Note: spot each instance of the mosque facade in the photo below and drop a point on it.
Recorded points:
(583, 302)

· · · ·

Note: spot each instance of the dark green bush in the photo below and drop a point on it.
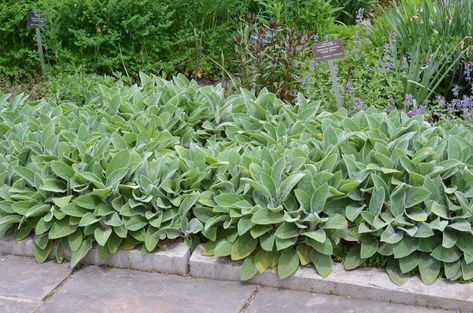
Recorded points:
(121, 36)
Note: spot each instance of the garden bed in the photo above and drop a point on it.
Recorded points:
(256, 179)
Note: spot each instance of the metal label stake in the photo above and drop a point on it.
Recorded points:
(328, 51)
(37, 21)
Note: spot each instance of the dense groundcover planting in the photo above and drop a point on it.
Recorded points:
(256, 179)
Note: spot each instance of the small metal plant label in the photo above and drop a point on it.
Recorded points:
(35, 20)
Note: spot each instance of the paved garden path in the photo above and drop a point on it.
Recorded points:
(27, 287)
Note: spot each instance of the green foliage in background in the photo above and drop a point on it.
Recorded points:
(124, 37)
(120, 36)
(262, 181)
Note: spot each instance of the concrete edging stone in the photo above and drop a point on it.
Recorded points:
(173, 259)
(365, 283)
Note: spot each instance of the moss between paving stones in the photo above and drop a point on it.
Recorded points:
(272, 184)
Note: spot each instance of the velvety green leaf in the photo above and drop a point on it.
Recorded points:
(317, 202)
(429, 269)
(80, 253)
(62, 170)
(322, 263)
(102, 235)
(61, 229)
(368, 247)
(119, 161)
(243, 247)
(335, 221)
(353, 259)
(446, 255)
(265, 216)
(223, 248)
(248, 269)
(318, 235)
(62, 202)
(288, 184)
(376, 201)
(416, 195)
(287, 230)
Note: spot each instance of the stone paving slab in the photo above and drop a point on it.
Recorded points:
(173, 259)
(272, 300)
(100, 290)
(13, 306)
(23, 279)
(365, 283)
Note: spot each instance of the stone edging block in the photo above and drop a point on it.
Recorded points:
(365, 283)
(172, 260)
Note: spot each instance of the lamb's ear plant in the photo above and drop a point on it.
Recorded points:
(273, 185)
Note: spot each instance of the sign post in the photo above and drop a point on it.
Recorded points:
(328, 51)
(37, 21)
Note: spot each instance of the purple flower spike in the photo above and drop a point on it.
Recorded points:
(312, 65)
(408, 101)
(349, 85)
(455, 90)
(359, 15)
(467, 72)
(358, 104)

· · · ·

SHORT PROBLEM :: Give only the number of lines in the records above that contain the word "metal".

FULL RESPONSE :: 2